═══ The records ═══
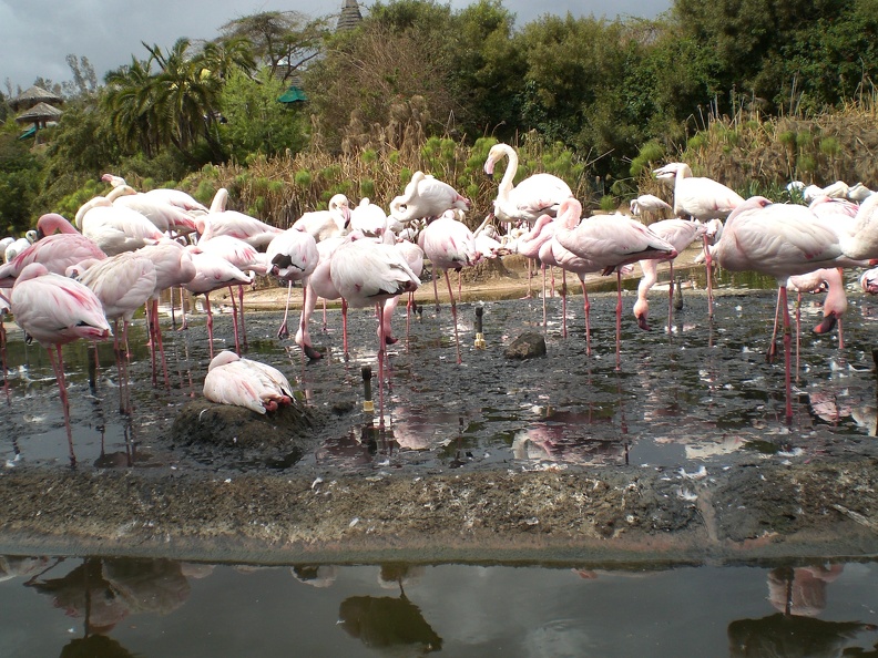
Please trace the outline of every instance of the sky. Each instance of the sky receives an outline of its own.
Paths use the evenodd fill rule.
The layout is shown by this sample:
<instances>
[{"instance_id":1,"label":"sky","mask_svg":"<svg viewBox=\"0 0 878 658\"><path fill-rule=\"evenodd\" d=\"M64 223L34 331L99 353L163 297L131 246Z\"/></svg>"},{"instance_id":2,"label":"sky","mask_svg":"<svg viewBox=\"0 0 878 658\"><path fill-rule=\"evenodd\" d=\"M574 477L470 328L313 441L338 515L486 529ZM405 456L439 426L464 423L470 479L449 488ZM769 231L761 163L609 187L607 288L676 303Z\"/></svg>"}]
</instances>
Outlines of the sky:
═══
(Given problem): Repeat every line of the material above verbatim, but leave out the picture.

(Finished answer):
Please trace the outline of every instance of the sky. Each instance of the sky receives an outline of its own.
Paths use the evenodd fill rule.
The layout is shown by this sample:
<instances>
[{"instance_id":1,"label":"sky","mask_svg":"<svg viewBox=\"0 0 878 658\"><path fill-rule=\"evenodd\" d=\"M64 223L34 331L99 353L163 297L131 246Z\"/></svg>"},{"instance_id":2,"label":"sky","mask_svg":"<svg viewBox=\"0 0 878 658\"><path fill-rule=\"evenodd\" d=\"M574 477L470 328L313 441L338 515L486 529ZM405 456L439 426L464 423L470 479L449 488ZM769 231L761 163L609 187L607 288L676 303Z\"/></svg>"}]
</instances>
Outlines of the sky:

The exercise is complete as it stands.